→ **Text passage**
----

Targets... good or bad?

There was a quiet U-turn of sorts this week when Andrew Lansley decided to reintroduce targets to control hospital waiting times.  Why?  Because it turns out that more NHS patients are waiting longer than 18 weeks for treatment since the government scrapped targets in May last year.

Of the patients treated in September 2011, almost 18,000 more had to wait longer for treatment than in May last year.  In neurosurgery, there was an increase of 66% in patients who had to wait more than 18 weeks.

This raises interesting questions for a liberal blog, whose default position should be less central control, give power and responsibility to the doctors and nurses closest to the patients. 

In fact, Andrew Lansley has had to say that the Department for Health will now begin monitoring the numbers of patients waiting longer than 18 weeks.

You might draw the conclusion, as Labour is doing, that if you scrap the central targets then the quality of service goes down.  That their "top-down" approach, vilified by Tories and Lib Dems at the last election, does actually work.

For me, it sums up that you need to look beyond the rhetoric of "top-down versus bottom-up".  You can have a health service which delegates authority, responsibility and innovation to the lowest tier and still maintain central targets of an acceptable service.

----

→ **Brief**
According to the passage on hospital waiting targets, by what percentage did the number of neurosurgery patients waiting more than 18 weeks increase?

→ **Stored data entries**
----

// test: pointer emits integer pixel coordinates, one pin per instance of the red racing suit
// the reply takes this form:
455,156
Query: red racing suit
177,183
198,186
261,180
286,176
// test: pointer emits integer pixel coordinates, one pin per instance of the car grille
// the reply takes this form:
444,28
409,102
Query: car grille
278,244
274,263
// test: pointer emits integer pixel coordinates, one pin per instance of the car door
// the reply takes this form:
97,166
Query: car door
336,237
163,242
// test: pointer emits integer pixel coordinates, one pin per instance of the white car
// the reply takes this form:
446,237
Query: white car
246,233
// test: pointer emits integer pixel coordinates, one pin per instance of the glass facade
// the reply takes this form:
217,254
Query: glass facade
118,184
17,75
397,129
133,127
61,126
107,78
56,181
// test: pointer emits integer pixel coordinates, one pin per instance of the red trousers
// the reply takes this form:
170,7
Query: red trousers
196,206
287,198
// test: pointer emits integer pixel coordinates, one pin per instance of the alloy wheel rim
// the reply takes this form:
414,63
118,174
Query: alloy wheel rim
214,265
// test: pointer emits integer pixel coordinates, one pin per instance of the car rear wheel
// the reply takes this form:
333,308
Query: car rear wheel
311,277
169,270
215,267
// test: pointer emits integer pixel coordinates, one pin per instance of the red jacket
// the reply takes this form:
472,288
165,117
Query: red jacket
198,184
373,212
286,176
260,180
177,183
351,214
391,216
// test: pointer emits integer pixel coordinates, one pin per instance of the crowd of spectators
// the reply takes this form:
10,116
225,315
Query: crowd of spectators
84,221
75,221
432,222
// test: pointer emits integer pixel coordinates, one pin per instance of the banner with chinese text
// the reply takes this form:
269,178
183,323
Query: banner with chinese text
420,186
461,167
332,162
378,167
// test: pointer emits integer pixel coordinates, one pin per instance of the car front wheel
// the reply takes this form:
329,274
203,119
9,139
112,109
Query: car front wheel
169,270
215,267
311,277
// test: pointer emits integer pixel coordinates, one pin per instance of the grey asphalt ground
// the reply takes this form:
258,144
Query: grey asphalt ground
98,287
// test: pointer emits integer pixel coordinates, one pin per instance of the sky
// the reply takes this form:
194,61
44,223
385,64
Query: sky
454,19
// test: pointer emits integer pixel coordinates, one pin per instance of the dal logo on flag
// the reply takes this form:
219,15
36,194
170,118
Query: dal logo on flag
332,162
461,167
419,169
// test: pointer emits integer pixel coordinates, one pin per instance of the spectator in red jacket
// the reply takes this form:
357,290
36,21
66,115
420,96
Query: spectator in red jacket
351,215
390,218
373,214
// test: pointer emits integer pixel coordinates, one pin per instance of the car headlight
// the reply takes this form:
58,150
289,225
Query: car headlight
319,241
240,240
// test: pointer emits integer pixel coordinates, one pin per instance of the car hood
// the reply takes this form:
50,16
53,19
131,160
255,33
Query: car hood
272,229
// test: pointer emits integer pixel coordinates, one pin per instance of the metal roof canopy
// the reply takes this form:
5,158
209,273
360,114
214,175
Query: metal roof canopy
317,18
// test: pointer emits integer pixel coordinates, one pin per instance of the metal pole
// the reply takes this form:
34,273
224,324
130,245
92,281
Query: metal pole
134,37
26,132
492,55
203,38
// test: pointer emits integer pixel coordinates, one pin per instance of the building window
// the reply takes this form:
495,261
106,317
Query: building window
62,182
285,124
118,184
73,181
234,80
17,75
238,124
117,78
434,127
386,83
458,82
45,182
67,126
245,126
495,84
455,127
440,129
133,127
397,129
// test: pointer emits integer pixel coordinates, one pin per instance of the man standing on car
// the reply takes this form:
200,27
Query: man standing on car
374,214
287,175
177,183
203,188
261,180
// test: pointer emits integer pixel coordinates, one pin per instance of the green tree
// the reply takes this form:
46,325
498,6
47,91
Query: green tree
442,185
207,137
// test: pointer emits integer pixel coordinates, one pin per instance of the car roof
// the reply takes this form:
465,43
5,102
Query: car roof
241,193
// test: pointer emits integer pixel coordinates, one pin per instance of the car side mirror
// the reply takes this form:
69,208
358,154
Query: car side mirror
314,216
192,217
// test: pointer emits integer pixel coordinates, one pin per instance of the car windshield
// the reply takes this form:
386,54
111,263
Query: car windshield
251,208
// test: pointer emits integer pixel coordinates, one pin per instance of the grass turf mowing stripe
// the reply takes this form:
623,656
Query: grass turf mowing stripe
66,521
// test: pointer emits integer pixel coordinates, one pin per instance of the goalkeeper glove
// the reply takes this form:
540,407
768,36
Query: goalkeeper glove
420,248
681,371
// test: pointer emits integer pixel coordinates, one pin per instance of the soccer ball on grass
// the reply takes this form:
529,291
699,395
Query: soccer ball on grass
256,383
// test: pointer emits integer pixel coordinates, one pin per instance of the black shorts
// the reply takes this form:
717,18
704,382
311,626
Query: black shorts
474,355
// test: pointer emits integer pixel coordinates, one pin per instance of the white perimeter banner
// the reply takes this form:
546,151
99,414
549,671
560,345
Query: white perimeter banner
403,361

----

→ **Result**
66%